Extracted records:
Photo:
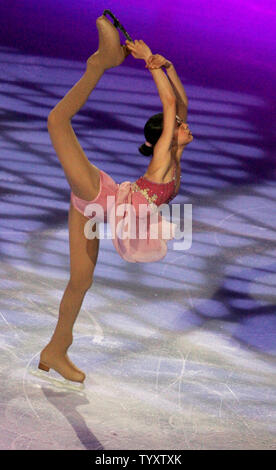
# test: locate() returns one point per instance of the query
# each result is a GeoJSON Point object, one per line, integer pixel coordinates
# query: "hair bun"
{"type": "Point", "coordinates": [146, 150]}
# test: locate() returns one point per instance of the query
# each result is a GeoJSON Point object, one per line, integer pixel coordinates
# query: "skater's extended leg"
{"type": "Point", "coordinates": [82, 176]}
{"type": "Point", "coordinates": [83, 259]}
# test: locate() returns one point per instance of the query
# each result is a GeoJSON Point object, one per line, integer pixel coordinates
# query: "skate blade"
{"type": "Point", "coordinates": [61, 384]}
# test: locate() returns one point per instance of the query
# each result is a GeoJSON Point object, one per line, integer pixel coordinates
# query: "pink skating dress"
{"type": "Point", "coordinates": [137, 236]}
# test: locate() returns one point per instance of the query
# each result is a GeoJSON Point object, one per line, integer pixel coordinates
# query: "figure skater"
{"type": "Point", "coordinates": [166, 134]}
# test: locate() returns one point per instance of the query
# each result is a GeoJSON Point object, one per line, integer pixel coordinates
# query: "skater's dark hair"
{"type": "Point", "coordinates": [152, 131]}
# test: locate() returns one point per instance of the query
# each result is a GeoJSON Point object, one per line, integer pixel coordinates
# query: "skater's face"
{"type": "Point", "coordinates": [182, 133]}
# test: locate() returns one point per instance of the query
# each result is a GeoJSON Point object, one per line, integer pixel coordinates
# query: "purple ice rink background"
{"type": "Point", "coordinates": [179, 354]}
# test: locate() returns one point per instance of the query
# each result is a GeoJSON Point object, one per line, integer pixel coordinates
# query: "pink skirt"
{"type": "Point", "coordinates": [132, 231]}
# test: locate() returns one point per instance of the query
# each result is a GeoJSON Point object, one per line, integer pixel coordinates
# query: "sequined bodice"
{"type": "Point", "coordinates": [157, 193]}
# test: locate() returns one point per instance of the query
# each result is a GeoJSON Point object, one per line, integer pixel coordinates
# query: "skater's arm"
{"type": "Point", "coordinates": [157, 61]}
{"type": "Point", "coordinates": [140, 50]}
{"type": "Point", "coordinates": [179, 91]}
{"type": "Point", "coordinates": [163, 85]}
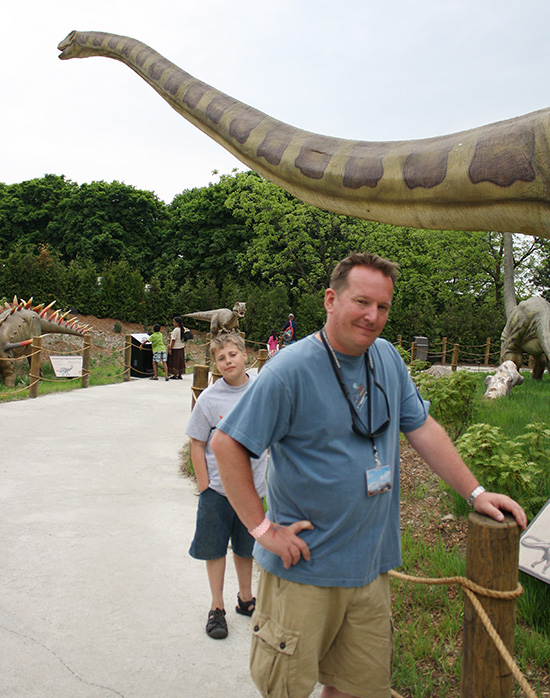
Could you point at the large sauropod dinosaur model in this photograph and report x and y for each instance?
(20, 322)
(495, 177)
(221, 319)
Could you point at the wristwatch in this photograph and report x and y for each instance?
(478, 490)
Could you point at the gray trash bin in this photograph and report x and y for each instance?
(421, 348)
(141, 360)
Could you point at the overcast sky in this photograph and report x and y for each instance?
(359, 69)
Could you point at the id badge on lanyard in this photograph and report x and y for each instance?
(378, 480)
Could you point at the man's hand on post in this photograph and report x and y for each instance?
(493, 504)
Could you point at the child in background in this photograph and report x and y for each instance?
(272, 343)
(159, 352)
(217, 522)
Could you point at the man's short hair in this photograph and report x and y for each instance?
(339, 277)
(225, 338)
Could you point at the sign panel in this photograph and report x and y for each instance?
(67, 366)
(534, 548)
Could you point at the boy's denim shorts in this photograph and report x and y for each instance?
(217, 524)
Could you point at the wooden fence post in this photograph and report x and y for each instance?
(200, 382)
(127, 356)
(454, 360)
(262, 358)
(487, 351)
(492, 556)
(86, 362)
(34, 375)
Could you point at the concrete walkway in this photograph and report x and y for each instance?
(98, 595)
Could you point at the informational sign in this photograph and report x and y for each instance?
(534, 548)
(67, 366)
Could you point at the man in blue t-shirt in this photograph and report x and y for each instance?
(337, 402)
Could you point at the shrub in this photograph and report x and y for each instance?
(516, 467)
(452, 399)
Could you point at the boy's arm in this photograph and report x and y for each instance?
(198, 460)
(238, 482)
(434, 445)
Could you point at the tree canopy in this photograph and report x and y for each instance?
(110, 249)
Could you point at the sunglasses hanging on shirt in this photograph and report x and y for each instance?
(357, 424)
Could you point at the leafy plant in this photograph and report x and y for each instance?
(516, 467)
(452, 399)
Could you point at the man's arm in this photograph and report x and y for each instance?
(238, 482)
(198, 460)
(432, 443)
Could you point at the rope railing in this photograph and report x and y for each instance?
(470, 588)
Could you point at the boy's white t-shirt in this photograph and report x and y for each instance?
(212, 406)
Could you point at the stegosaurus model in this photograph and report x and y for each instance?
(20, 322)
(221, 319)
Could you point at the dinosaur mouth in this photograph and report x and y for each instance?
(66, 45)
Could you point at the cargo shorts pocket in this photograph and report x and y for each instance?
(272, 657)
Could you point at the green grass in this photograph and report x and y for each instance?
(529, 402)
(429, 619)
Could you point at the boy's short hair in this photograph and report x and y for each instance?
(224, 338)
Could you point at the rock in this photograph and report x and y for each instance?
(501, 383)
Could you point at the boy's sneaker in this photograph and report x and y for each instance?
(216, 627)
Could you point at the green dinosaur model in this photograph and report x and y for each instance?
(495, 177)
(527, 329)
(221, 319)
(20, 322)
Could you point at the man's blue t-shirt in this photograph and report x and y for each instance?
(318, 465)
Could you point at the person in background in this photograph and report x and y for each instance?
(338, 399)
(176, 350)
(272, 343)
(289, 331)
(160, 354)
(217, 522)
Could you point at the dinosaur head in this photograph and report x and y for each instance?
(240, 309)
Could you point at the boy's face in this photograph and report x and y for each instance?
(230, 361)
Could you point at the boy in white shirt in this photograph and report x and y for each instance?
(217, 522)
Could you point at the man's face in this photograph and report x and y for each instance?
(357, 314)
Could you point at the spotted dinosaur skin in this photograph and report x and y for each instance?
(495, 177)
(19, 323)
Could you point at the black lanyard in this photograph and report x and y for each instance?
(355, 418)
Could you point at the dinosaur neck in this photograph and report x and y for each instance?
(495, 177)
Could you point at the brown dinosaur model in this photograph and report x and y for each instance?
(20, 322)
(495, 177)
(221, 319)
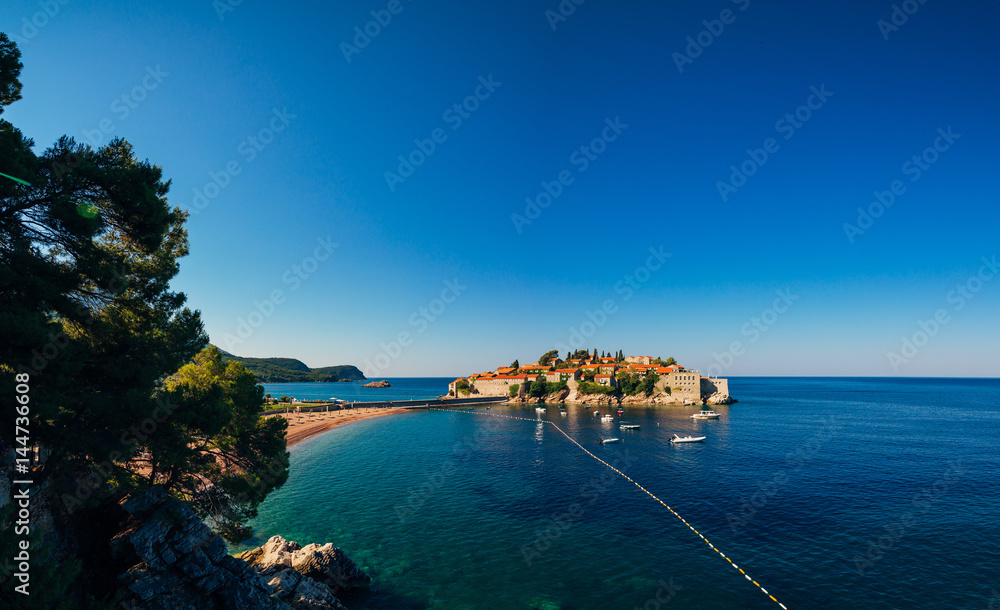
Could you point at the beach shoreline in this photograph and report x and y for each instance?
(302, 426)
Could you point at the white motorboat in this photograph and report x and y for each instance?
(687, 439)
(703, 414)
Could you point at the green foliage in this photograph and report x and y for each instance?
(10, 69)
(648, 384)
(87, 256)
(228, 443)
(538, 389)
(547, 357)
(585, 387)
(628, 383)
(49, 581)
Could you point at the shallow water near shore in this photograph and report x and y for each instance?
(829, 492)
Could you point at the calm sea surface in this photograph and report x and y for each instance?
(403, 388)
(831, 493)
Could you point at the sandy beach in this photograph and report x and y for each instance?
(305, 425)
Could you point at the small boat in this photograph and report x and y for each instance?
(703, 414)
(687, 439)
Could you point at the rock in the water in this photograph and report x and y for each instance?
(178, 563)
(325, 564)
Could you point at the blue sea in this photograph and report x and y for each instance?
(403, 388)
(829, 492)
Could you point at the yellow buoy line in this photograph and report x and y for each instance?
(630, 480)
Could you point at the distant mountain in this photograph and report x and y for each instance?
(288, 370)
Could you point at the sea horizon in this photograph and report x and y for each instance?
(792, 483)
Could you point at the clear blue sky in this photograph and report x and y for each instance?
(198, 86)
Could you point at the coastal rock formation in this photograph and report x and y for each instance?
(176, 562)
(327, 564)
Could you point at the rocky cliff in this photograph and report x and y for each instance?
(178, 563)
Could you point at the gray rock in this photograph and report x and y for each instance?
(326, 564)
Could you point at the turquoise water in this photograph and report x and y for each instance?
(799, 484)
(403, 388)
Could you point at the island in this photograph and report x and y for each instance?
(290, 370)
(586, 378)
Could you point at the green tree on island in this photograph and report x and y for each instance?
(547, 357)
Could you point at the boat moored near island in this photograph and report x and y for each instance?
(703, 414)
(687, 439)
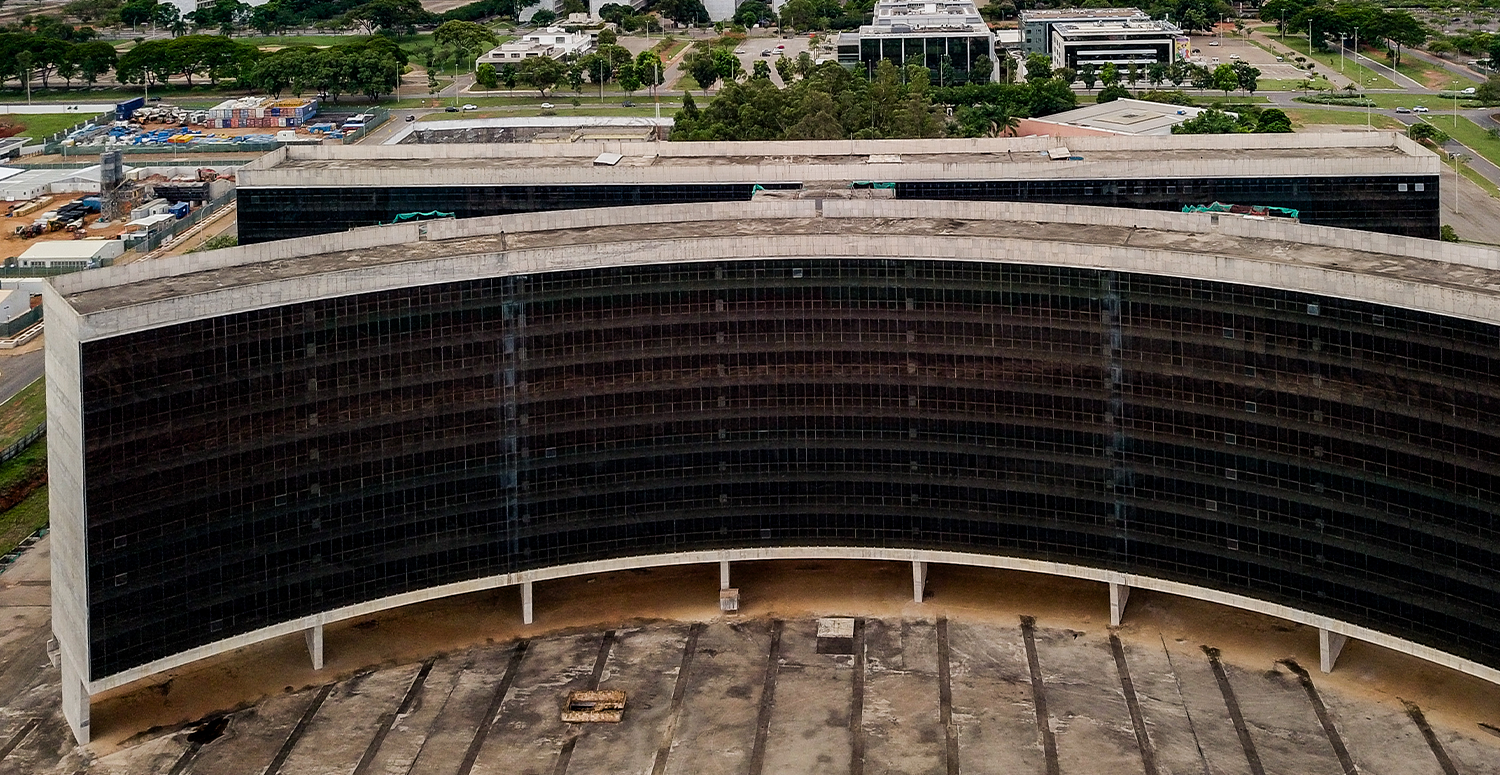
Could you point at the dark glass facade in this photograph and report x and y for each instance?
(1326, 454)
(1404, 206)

Task objective: Omit every image. Quote each record exactly.

Complete response:
Photo:
# test: locate() returns one point per instance of the query
# each result is a GeoJSON Point object, one per line, integer pixel coordinates
# query: "hair bun"
{"type": "Point", "coordinates": [146, 150]}
# test: locate() returns one point per instance of the query
# each result is a GeoJSON Point object, one per line, integer pixel coordinates
# query: "skater's extended leg"
{"type": "Point", "coordinates": [82, 176]}
{"type": "Point", "coordinates": [83, 259]}
# test: locate() returns one point per instance of the query
# each result is a GeoJSON Point object, one per line, integer pixel coordinates
# query: "skate blade"
{"type": "Point", "coordinates": [61, 384]}
# test: locate() returns one point per instance of the query
# each result is a GeoJSON Point object, one per line, integer pixel coordinates
# query: "pink skating dress"
{"type": "Point", "coordinates": [137, 236]}
# test: locate() returns one point per instance of the query
# each result is a GeoJSON Point object, one per line, integer pixel coordinates
# query: "figure skater"
{"type": "Point", "coordinates": [166, 134]}
# test: locate() returns one point per instance of the query
# each result is a GeoJSON Point object, one per line, integer pixel coordinates
# query: "skater's dark hair"
{"type": "Point", "coordinates": [152, 131]}
# test: locate() returns one point per instance of the query
# each result is a GeoJSON Point object, one per line, integer pixel coordinates
# query: "skater's face"
{"type": "Point", "coordinates": [182, 133]}
# test: locate() returns one point per instance of the query
# each result is a GeoJSON Point object, one per line, integer pixel coordinates
# query: "purple ice rink background"
{"type": "Point", "coordinates": [179, 354]}
# test: locate() returns one point per instance of the query
# each result is a GeoJSON Point object, one per line, integer pixel coordinates
# query: "pink skirt"
{"type": "Point", "coordinates": [132, 231]}
# test: locate() returns one point per instance of the query
# each result is a GeoJSON Point object, one per line, integer pixel coordinates
# query: "sequined bodice"
{"type": "Point", "coordinates": [157, 193]}
# test: locate() returns one point per instance of the query
# each result is a GeoJSON Point object, one per line, integer pixel coordinates
# query: "skater's arm"
{"type": "Point", "coordinates": [157, 61]}
{"type": "Point", "coordinates": [140, 50]}
{"type": "Point", "coordinates": [179, 91]}
{"type": "Point", "coordinates": [163, 85]}
Could you point at the large sauropod dinosaur model in this photograph and report x and y for each instance?
(20, 322)
(495, 177)
(221, 319)
Could you point at the wristwatch in this photograph and report x and y for each instance?
(478, 490)
Could you point at the gray trash bin in this photograph and report x and y for each instance?
(421, 348)
(141, 360)
Could you point at the overcast sky in this photograph and report x and y for each instance?
(359, 69)
Could you point at the id badge on lanyard in this photograph and report x and y for each instance?
(378, 480)
Could you point at the man's hand on post in this photograph and report x and y for each instance?
(493, 504)
Could you point at the child in background in this photograph and report x and y for each instance?
(272, 343)
(159, 352)
(217, 522)
Could you point at the man's short hair in this photograph and report x and y for each instance?
(339, 277)
(225, 338)
Could you point at the sign panel in this photograph and report x and y for each instance?
(67, 366)
(534, 548)
Could you point at the boy's denim shorts in this photograph and report x and y for each instance?
(217, 524)
Could you point at the wooden fence post in this photograph and report x and y for each instance?
(200, 382)
(127, 356)
(454, 360)
(262, 358)
(487, 351)
(492, 556)
(86, 362)
(34, 375)
Could you point at the concrete walkway in this photograph and report x and y for each instance?
(98, 595)
Could you point at the informational sign in this photograph and report x and y for each instance?
(534, 548)
(67, 366)
Could you point at the man in blue t-shirt in this photograph and report x and y for each instance?
(337, 402)
Could you point at the shrub in this photograph and report x and y for each instance?
(516, 467)
(452, 399)
Could you point at the boy's arm in this photograph and report x and y for each instance?
(198, 460)
(238, 482)
(434, 445)
Could you point at the tree canopy in this photograph and report x and y for each instance?
(110, 249)
Could you point at the sunglasses hanging on shirt in this photograph and report x and y for each instance?
(357, 424)
Could you point at the leafy plant in this photograph and report x and y for each instance?
(516, 467)
(452, 399)
Could you point at the man's arm in this photograph and report x and y for each instance?
(238, 482)
(198, 460)
(432, 443)
Could you point at the rope railing in this photograph and report x and y for each instance?
(470, 588)
Could you point at the boy's white t-shirt in this photograph and report x and y for each instance?
(212, 406)
Could you point at the stegosaurus model in this photograph and report x and y for each instance?
(20, 322)
(221, 319)
Could you point at the dinosaur mouth in this photograph and report x and y for each instance?
(66, 45)
Could you point at the cargo shorts pocket in this photograph and report x and y for each instance?
(272, 657)
Could you point at the green grass in this photograph and report x and y for each instance?
(529, 402)
(429, 619)
Could you point at the boy's short hair in this photograph and report x and y for each instance?
(224, 338)
Could you point at the rock in this photograph and report x and y for each instance?
(501, 383)
Could you point at the boy's sneaker in this photograph and report x and y for each instance?
(216, 627)
Could you point at the green dinosaur model in this photograph and report x and y for each instance?
(495, 177)
(527, 329)
(221, 319)
(20, 322)
Could you point at the man's blue t-shirt in this photograph and report x and y for each instance?
(318, 465)
Could you point at the person in background in this photograph and report x and y for each instance?
(338, 399)
(176, 350)
(272, 343)
(289, 331)
(160, 354)
(217, 522)
Could you point at the dinosaur head in this photograph and report x and y for each instance?
(240, 309)
Could you point at the boy's face in this photograph and report x and y for each instance?
(230, 361)
Could you point at the boy in white shirt in this photograph and report x and y for each instance?
(217, 522)
Could you point at the man's face in this photograph and report x and y for each instance?
(357, 314)
Could you point at the spotted dinosaur skin in this photograph and report x and y for each instance?
(495, 177)
(19, 323)
Could you point at the black lanyard in this photograph and report x and y for each instance?
(355, 418)
Could you point at the dinosaur neck in this photograph and report x and y for each instance?
(495, 177)
Could you point at the brown dinosaur model in this photograph and report x and y for each instance?
(20, 322)
(495, 177)
(221, 319)
Could you point at the beach shoreline in this photograph and report x and y for each instance?
(302, 426)
Could you point at the white motorboat in this photograph and report x and y for each instance?
(687, 439)
(703, 414)
Could you point at the green foliage in this photograph and report x and y for each instance?
(10, 69)
(648, 384)
(87, 256)
(228, 443)
(538, 389)
(547, 357)
(585, 387)
(628, 383)
(49, 581)
Could you point at the shallow water near shore in this photograph and report x and y for each instance?
(829, 492)
Could you point at the calm sea surface in this photograph and report x and y for each instance?
(403, 388)
(831, 493)
Could you point at the sandy beach in this photograph and report x and y for each instance?
(305, 425)
Could you point at the small boat in this photograph and report x and y for each instance?
(703, 414)
(687, 439)
Could you point at the rock in the water in this photograph and report x and y for each instance?
(178, 563)
(325, 564)
Could you point at the blue sea in this photograph and report x and y for each instance?
(403, 388)
(829, 492)
Could you point at the yellow buoy line in this photograph and report x and y for each instance?
(630, 480)
Could you point at the distant mountain in this photograph and report x and y for each instance?
(288, 370)
Could you point at the sea horizon in this photograph and report x and y for each instance?
(792, 483)
Could you point at the clear blue sky in this photograph and report x and y for each instance?
(198, 86)
Could you point at the coastal rock formation in this photograph and report x and y for each instance?
(176, 562)
(327, 564)
Could you point at the rocky cliff in this photograph and report x and y for each instance?
(178, 563)
Could you point at the gray rock in this photograph and report x and y for each instance?
(326, 564)
Could you point at the turquoise water in this photograph and report x and y for each instance?
(799, 484)
(403, 388)
Could you point at the island in this photograph and report x and y for each instance?
(290, 370)
(586, 378)
Could you point at the green tree on island in this photograph and report x and y for each instance?
(547, 357)
Could you point at the boat moored near island in this photograph and report x and y for each instance?
(703, 414)
(687, 439)
Could you point at the dark glass facade in this photograph and report x and y for each instance?
(1326, 454)
(1404, 206)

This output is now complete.